▸ Fuente:
----

Así pues, con redacciones mermadas, desprovistas de moral y capacidades, los periódicos se encaminan irremisiblemente a su desaparición en un futuro más o menos lejano, con la coartada de que el público se informa en la Red y los jóvenes no leen porque consideran obsoleto el soporte de papel.

Hemos llegado, en mi opinión, a un momento crucial en este doloroso proceso de reconversión, cuando urge la aparición de empresarios con coraje y visión de futuro que se atrevan a explorar nuevas posibilidades para hacer rentable el periodismo de calidad. Emprendedores con olfato y sentido común que hayan caído en la cuenta de que el soporte no es el problema y que no se escandalicen si desaparece antes o después el papel. Empresarios con un acertado diagnóstico y que sepan que la dificultad no reside solo en la adaptación a la cambiante tecnología, sino también en la ausencia de una adecuada comercialización de la información, el más moderno tratamiento del periodismo de investigación, la mejor presentación del periodismo literario y tantos otros valores de este oficio que la humanidad ha sabido apreciar siempre a lo largo de la historia.

----

▸ Material proporcionado:
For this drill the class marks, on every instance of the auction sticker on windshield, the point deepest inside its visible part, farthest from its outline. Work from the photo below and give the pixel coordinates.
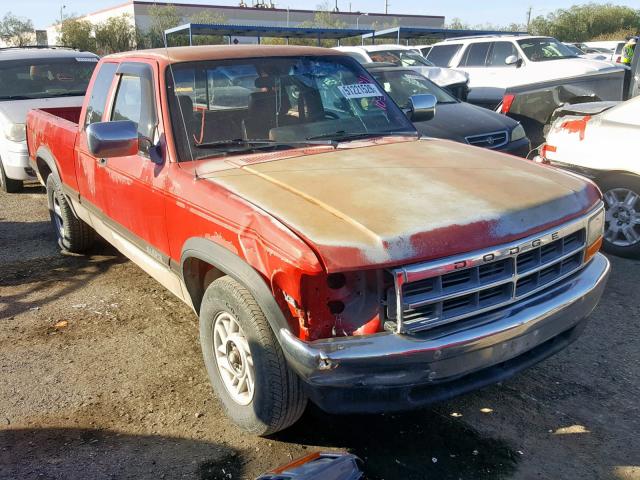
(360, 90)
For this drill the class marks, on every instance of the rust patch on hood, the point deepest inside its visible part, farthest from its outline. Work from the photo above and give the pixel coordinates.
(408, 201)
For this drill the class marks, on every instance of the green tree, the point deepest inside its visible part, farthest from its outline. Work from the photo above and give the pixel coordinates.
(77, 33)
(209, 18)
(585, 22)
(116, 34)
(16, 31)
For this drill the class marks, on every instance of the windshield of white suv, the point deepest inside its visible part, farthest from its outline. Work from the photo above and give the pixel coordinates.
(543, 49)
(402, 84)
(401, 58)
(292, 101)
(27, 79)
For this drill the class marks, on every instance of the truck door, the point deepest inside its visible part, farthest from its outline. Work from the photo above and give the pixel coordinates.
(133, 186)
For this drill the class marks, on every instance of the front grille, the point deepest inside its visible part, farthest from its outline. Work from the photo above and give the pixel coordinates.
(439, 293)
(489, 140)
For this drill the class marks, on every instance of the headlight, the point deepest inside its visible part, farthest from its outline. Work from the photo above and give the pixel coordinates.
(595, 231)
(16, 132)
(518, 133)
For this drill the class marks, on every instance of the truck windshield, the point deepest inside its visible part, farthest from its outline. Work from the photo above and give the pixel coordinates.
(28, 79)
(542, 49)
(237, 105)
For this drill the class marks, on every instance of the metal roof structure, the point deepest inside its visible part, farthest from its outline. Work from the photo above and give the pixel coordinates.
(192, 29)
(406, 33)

----

Explica, según el texto sobre el futuro de los periódicos, por qué los empresarios que se reclaman no deberían escandalizarse si desaparece el papel. Responde en una a tres oraciones.

No deberían escandalizarse porque habrían caído en la cuenta de que el soporte no es el problema. La dificultad no reside solo en adaptarse a la tecnología cambiante, sino también en la falta de una adecuada comercialización de la información y en el tratamiento y la presentación de valores del oficio como el periodismo de investigación y el literario.